| Directions |
In how many lines of these records does the word "pond" appear? Give the number by itself.

(Stored data entries)
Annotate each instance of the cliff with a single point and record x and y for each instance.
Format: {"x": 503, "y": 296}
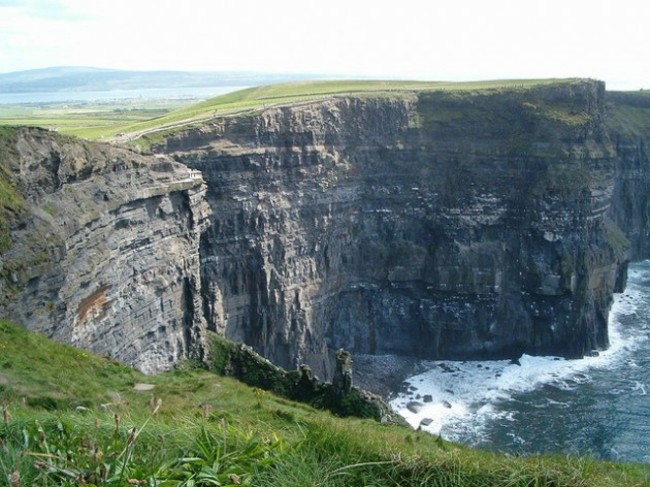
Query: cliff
{"x": 437, "y": 224}
{"x": 104, "y": 248}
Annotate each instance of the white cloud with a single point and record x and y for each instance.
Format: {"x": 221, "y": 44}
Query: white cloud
{"x": 451, "y": 39}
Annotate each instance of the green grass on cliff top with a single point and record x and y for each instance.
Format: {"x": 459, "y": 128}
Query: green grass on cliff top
{"x": 253, "y": 99}
{"x": 68, "y": 416}
{"x": 105, "y": 121}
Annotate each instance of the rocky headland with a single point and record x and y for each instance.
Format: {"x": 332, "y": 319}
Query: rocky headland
{"x": 432, "y": 224}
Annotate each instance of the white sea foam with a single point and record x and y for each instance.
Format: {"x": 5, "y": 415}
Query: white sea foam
{"x": 478, "y": 392}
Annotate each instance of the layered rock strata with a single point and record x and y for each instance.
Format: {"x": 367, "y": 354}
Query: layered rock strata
{"x": 434, "y": 224}
{"x": 105, "y": 249}
{"x": 437, "y": 224}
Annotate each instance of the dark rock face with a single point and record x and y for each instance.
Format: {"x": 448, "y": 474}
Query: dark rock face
{"x": 444, "y": 225}
{"x": 435, "y": 225}
{"x": 105, "y": 249}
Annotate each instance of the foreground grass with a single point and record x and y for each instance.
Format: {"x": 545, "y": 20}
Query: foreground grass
{"x": 71, "y": 418}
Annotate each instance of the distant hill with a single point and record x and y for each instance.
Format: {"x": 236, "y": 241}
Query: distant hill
{"x": 70, "y": 79}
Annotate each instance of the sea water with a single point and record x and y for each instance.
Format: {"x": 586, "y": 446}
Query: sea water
{"x": 598, "y": 406}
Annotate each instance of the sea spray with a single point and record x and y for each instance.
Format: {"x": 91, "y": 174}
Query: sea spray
{"x": 548, "y": 404}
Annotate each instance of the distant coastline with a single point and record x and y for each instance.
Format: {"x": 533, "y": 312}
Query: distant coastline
{"x": 172, "y": 93}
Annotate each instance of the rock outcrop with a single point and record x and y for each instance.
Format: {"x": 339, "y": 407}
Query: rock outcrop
{"x": 430, "y": 224}
{"x": 457, "y": 225}
{"x": 105, "y": 248}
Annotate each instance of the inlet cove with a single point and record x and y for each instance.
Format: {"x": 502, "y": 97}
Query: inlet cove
{"x": 406, "y": 223}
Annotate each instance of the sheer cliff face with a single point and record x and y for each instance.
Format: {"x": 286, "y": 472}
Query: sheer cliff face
{"x": 437, "y": 225}
{"x": 104, "y": 250}
{"x": 628, "y": 120}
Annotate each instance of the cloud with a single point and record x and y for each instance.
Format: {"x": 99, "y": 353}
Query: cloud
{"x": 51, "y": 10}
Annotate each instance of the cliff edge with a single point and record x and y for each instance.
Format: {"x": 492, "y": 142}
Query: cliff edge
{"x": 460, "y": 224}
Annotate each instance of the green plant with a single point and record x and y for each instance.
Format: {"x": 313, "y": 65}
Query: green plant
{"x": 223, "y": 457}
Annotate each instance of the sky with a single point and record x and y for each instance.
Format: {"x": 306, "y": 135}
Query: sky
{"x": 406, "y": 39}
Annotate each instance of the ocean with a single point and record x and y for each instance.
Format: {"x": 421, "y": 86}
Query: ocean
{"x": 596, "y": 406}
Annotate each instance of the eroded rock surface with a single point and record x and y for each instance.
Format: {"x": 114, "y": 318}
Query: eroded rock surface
{"x": 435, "y": 225}
{"x": 105, "y": 249}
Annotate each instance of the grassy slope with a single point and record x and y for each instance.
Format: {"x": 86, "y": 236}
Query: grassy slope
{"x": 95, "y": 122}
{"x": 629, "y": 112}
{"x": 71, "y": 414}
{"x": 89, "y": 120}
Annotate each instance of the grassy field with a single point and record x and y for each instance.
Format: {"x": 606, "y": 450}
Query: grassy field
{"x": 71, "y": 418}
{"x": 107, "y": 121}
{"x": 88, "y": 120}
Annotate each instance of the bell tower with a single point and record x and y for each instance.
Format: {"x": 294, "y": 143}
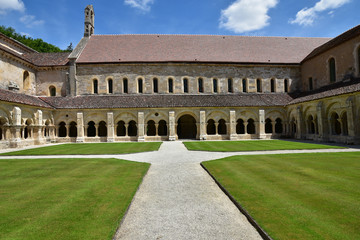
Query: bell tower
{"x": 89, "y": 21}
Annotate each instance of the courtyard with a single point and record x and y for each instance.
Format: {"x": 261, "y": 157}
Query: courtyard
{"x": 177, "y": 199}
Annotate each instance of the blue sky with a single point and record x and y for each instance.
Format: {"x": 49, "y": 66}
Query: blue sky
{"x": 62, "y": 21}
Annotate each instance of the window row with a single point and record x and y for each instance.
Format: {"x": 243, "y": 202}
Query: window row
{"x": 185, "y": 85}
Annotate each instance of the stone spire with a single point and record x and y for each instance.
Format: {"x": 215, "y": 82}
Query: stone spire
{"x": 89, "y": 21}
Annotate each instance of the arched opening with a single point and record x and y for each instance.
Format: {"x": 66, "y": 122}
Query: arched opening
{"x": 344, "y": 124}
{"x": 26, "y": 80}
{"x": 162, "y": 128}
{"x": 278, "y": 126}
{"x": 110, "y": 86}
{"x": 155, "y": 85}
{"x": 258, "y": 85}
{"x": 91, "y": 131}
{"x": 121, "y": 129}
{"x": 52, "y": 91}
{"x": 335, "y": 124}
{"x": 73, "y": 130}
{"x": 240, "y": 126}
{"x": 210, "y": 127}
{"x": 62, "y": 130}
{"x": 151, "y": 129}
{"x": 102, "y": 129}
{"x": 268, "y": 126}
{"x": 244, "y": 82}
{"x": 132, "y": 129}
{"x": 272, "y": 85}
{"x": 186, "y": 128}
{"x": 200, "y": 85}
{"x": 222, "y": 127}
{"x": 332, "y": 70}
{"x": 251, "y": 126}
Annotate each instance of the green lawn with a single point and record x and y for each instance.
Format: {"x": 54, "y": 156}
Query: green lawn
{"x": 65, "y": 198}
{"x": 89, "y": 148}
{"x": 297, "y": 196}
{"x": 252, "y": 145}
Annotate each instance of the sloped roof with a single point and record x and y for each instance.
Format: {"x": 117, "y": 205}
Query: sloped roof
{"x": 197, "y": 48}
{"x": 13, "y": 97}
{"x": 168, "y": 101}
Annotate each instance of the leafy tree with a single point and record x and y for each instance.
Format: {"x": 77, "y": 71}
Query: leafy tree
{"x": 36, "y": 44}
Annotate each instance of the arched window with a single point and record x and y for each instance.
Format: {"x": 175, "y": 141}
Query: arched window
{"x": 73, "y": 130}
{"x": 95, "y": 86}
{"x": 121, "y": 129}
{"x": 102, "y": 129}
{"x": 244, "y": 82}
{"x": 230, "y": 85}
{"x": 240, "y": 127}
{"x": 186, "y": 87}
{"x": 215, "y": 90}
{"x": 171, "y": 85}
{"x": 278, "y": 126}
{"x": 140, "y": 85}
{"x": 268, "y": 126}
{"x": 125, "y": 85}
{"x": 110, "y": 86}
{"x": 132, "y": 129}
{"x": 151, "y": 129}
{"x": 62, "y": 129}
{"x": 91, "y": 131}
{"x": 251, "y": 126}
{"x": 200, "y": 85}
{"x": 222, "y": 127}
{"x": 286, "y": 85}
{"x": 162, "y": 128}
{"x": 258, "y": 85}
{"x": 155, "y": 85}
{"x": 332, "y": 70}
{"x": 52, "y": 91}
{"x": 210, "y": 127}
{"x": 272, "y": 85}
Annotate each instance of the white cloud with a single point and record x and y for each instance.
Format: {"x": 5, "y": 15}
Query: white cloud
{"x": 30, "y": 21}
{"x": 8, "y": 5}
{"x": 142, "y": 5}
{"x": 307, "y": 16}
{"x": 246, "y": 15}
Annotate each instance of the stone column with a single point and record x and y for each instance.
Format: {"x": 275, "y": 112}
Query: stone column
{"x": 80, "y": 127}
{"x": 110, "y": 126}
{"x": 141, "y": 127}
{"x": 202, "y": 125}
{"x": 261, "y": 126}
{"x": 233, "y": 135}
{"x": 172, "y": 128}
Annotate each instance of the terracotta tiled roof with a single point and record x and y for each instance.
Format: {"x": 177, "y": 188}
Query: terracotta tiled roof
{"x": 335, "y": 89}
{"x": 168, "y": 101}
{"x": 13, "y": 97}
{"x": 197, "y": 48}
{"x": 354, "y": 32}
{"x": 48, "y": 59}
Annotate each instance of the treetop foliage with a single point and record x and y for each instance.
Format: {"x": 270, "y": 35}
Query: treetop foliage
{"x": 36, "y": 44}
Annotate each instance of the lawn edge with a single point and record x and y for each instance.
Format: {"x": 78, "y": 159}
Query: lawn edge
{"x": 130, "y": 204}
{"x": 252, "y": 221}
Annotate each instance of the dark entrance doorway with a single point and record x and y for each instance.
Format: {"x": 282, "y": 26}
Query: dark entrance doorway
{"x": 186, "y": 128}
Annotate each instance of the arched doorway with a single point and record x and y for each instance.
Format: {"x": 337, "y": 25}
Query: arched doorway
{"x": 186, "y": 128}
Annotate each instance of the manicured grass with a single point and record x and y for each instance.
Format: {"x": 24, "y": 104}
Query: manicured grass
{"x": 252, "y": 145}
{"x": 89, "y": 148}
{"x": 297, "y": 196}
{"x": 65, "y": 198}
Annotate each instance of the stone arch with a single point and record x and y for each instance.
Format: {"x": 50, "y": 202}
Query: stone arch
{"x": 186, "y": 127}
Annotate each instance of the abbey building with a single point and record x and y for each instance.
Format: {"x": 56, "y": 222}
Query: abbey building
{"x": 166, "y": 87}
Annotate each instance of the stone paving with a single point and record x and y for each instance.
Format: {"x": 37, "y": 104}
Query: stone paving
{"x": 179, "y": 200}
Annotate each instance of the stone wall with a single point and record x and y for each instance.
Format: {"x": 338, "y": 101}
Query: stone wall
{"x": 147, "y": 72}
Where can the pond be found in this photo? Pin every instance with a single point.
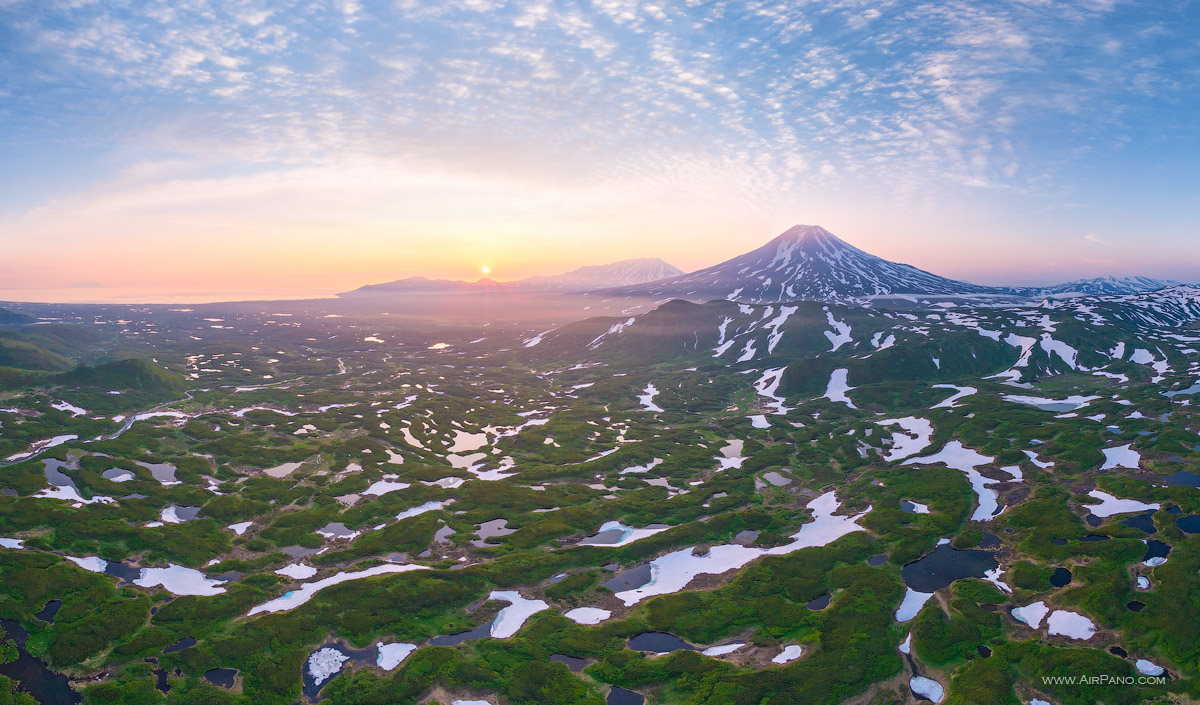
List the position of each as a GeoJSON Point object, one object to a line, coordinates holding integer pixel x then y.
{"type": "Point", "coordinates": [185, 643]}
{"type": "Point", "coordinates": [819, 603]}
{"type": "Point", "coordinates": [1143, 522]}
{"type": "Point", "coordinates": [1188, 478]}
{"type": "Point", "coordinates": [327, 661]}
{"type": "Point", "coordinates": [1189, 524]}
{"type": "Point", "coordinates": [1156, 553]}
{"type": "Point", "coordinates": [493, 529]}
{"type": "Point", "coordinates": [165, 472]}
{"type": "Point", "coordinates": [945, 565]}
{"type": "Point", "coordinates": [618, 696]}
{"type": "Point", "coordinates": [575, 664]}
{"type": "Point", "coordinates": [222, 678]}
{"type": "Point", "coordinates": [35, 678]}
{"type": "Point", "coordinates": [51, 609]}
{"type": "Point", "coordinates": [615, 534]}
{"type": "Point", "coordinates": [479, 632]}
{"type": "Point", "coordinates": [659, 643]}
{"type": "Point", "coordinates": [629, 579]}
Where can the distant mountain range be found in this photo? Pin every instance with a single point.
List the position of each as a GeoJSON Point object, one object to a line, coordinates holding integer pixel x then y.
{"type": "Point", "coordinates": [807, 263]}
{"type": "Point", "coordinates": [586, 278]}
{"type": "Point", "coordinates": [1109, 285]}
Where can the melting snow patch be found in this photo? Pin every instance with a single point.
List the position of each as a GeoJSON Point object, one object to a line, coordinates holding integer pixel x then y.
{"type": "Point", "coordinates": [838, 387]}
{"type": "Point", "coordinates": [928, 688]}
{"type": "Point", "coordinates": [325, 663]}
{"type": "Point", "coordinates": [1110, 505]}
{"type": "Point", "coordinates": [1149, 668]}
{"type": "Point", "coordinates": [840, 333]}
{"type": "Point", "coordinates": [294, 598]}
{"type": "Point", "coordinates": [513, 616]}
{"type": "Point", "coordinates": [911, 604]}
{"type": "Point", "coordinates": [912, 441]}
{"type": "Point", "coordinates": [1069, 624]}
{"type": "Point", "coordinates": [768, 386]}
{"type": "Point", "coordinates": [588, 615]}
{"type": "Point", "coordinates": [965, 459]}
{"type": "Point", "coordinates": [628, 535]}
{"type": "Point", "coordinates": [952, 401]}
{"type": "Point", "coordinates": [721, 650]}
{"type": "Point", "coordinates": [393, 655]}
{"type": "Point", "coordinates": [675, 571]}
{"type": "Point", "coordinates": [180, 580]}
{"type": "Point", "coordinates": [383, 487]}
{"type": "Point", "coordinates": [647, 398]}
{"type": "Point", "coordinates": [298, 571]}
{"type": "Point", "coordinates": [1031, 614]}
{"type": "Point", "coordinates": [91, 564]}
{"type": "Point", "coordinates": [431, 506]}
{"type": "Point", "coordinates": [1121, 457]}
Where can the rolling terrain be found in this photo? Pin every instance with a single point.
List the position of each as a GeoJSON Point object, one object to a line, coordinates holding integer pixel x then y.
{"type": "Point", "coordinates": [733, 500]}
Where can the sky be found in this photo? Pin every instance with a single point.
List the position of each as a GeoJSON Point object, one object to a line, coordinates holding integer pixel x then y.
{"type": "Point", "coordinates": [192, 150]}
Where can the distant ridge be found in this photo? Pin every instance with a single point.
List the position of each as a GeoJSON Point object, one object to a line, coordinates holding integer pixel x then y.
{"type": "Point", "coordinates": [805, 263]}
{"type": "Point", "coordinates": [618, 273]}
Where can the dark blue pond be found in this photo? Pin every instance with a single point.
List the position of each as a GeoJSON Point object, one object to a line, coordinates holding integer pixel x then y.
{"type": "Point", "coordinates": [221, 678]}
{"type": "Point", "coordinates": [618, 696]}
{"type": "Point", "coordinates": [575, 664]}
{"type": "Point", "coordinates": [479, 632]}
{"type": "Point", "coordinates": [1156, 549]}
{"type": "Point", "coordinates": [1187, 478]}
{"type": "Point", "coordinates": [819, 603]}
{"type": "Point", "coordinates": [659, 643]}
{"type": "Point", "coordinates": [946, 565]}
{"type": "Point", "coordinates": [630, 579]}
{"type": "Point", "coordinates": [51, 610]}
{"type": "Point", "coordinates": [1143, 522]}
{"type": "Point", "coordinates": [1189, 524]}
{"type": "Point", "coordinates": [34, 678]}
{"type": "Point", "coordinates": [185, 643]}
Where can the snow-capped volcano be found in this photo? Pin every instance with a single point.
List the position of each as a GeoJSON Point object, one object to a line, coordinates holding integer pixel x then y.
{"type": "Point", "coordinates": [805, 263]}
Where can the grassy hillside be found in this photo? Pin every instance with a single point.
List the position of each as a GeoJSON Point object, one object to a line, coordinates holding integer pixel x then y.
{"type": "Point", "coordinates": [11, 318]}
{"type": "Point", "coordinates": [136, 374]}
{"type": "Point", "coordinates": [27, 355]}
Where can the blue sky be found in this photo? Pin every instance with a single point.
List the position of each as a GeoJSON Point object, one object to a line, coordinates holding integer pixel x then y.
{"type": "Point", "coordinates": [220, 145]}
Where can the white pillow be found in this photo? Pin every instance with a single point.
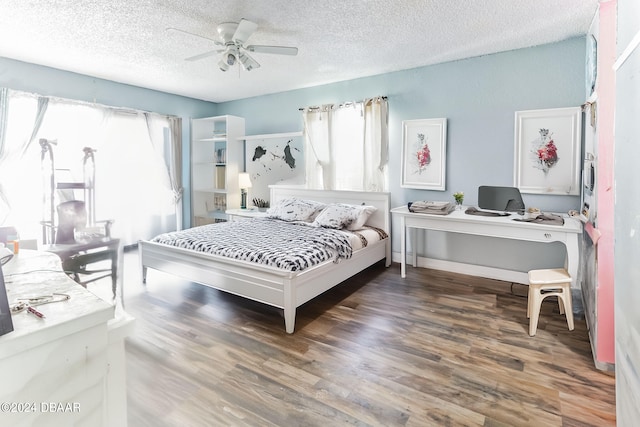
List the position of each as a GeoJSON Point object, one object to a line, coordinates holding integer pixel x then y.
{"type": "Point", "coordinates": [340, 215]}
{"type": "Point", "coordinates": [294, 209]}
{"type": "Point", "coordinates": [364, 212]}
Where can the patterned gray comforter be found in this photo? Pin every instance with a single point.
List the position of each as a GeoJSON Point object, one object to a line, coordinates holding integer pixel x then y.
{"type": "Point", "coordinates": [271, 242]}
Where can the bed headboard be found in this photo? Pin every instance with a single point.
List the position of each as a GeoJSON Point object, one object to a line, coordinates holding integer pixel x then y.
{"type": "Point", "coordinates": [380, 217]}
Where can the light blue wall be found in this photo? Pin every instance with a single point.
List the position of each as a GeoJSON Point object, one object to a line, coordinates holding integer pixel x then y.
{"type": "Point", "coordinates": [479, 97]}
{"type": "Point", "coordinates": [48, 81]}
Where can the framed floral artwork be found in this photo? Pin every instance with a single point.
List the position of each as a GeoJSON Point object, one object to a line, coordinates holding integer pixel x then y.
{"type": "Point", "coordinates": [547, 151]}
{"type": "Point", "coordinates": [424, 154]}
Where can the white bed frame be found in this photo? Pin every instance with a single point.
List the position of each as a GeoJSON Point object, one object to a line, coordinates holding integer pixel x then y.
{"type": "Point", "coordinates": [279, 288]}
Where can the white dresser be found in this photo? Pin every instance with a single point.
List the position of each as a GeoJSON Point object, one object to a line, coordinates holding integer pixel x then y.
{"type": "Point", "coordinates": [68, 368]}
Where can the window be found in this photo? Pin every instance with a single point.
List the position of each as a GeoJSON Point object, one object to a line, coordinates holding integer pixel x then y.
{"type": "Point", "coordinates": [133, 185]}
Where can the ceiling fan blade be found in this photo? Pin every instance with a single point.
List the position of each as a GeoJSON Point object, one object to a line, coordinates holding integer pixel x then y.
{"type": "Point", "coordinates": [244, 31]}
{"type": "Point", "coordinates": [177, 30]}
{"type": "Point", "coordinates": [277, 50]}
{"type": "Point", "coordinates": [203, 55]}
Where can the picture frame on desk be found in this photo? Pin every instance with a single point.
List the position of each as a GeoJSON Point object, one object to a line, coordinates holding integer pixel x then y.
{"type": "Point", "coordinates": [547, 151]}
{"type": "Point", "coordinates": [424, 154]}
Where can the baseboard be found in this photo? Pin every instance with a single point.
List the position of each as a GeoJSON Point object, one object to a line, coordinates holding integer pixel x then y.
{"type": "Point", "coordinates": [470, 269]}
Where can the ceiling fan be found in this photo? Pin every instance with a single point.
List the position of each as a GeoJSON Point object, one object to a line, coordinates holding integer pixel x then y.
{"type": "Point", "coordinates": [233, 36]}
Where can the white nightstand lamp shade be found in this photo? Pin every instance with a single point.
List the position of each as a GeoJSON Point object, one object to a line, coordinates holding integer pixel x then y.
{"type": "Point", "coordinates": [244, 182]}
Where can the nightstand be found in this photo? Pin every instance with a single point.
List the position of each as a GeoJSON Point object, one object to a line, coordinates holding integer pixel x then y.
{"type": "Point", "coordinates": [244, 214]}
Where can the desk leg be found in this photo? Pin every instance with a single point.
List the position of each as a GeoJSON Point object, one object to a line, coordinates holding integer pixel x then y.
{"type": "Point", "coordinates": [403, 247]}
{"type": "Point", "coordinates": [573, 258]}
{"type": "Point", "coordinates": [413, 232]}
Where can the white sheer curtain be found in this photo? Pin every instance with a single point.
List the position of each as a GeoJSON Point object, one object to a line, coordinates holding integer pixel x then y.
{"type": "Point", "coordinates": [133, 183]}
{"type": "Point", "coordinates": [346, 146]}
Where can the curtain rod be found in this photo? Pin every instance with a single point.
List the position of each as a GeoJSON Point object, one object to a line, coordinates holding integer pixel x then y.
{"type": "Point", "coordinates": [343, 104]}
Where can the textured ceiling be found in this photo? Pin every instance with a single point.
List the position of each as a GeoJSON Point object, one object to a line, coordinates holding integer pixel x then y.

| Answer for the task |
2